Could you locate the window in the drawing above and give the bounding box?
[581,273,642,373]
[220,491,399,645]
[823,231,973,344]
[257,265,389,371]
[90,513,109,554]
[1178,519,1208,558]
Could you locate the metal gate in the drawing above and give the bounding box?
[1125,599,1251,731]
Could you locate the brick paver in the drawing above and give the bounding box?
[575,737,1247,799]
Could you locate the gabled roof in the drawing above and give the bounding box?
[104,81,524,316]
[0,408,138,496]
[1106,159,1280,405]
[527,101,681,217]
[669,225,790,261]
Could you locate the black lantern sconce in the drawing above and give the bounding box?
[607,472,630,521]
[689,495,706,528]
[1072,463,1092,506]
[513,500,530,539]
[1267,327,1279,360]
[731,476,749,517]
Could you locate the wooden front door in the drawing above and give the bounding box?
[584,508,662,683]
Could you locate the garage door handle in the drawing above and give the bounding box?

|---|

TASK DIRECTIONS
Restate the whole of the data exactly.

EXERCISE ANSWER
Could you locate the window in the drawing above and give the bounding box?
[581,273,642,373]
[220,491,399,645]
[823,231,973,344]
[257,265,389,371]
[90,513,109,554]
[1178,519,1208,558]
Could you locate the metal gate in the drawing above and give the bounding box?
[1125,599,1251,731]
Could you locate the brick paver in the drawing above and give the bounding box?
[575,737,1247,799]
Could you locate the gabled roof in the drawing above and give the bounding box?
[104,81,524,316]
[0,408,138,496]
[1106,159,1280,405]
[527,101,681,217]
[669,225,790,261]
Could you locate the black lantern sconce in the drawing above and give the bounding box?
[607,472,630,521]
[689,495,706,528]
[1072,463,1092,506]
[513,500,530,539]
[1267,327,1279,360]
[731,476,749,517]
Could you locate the wooden front door in the drawing above and give the bounding box?
[584,508,662,683]
Could you locate the garage door handle in the drawing above and give the bounding box?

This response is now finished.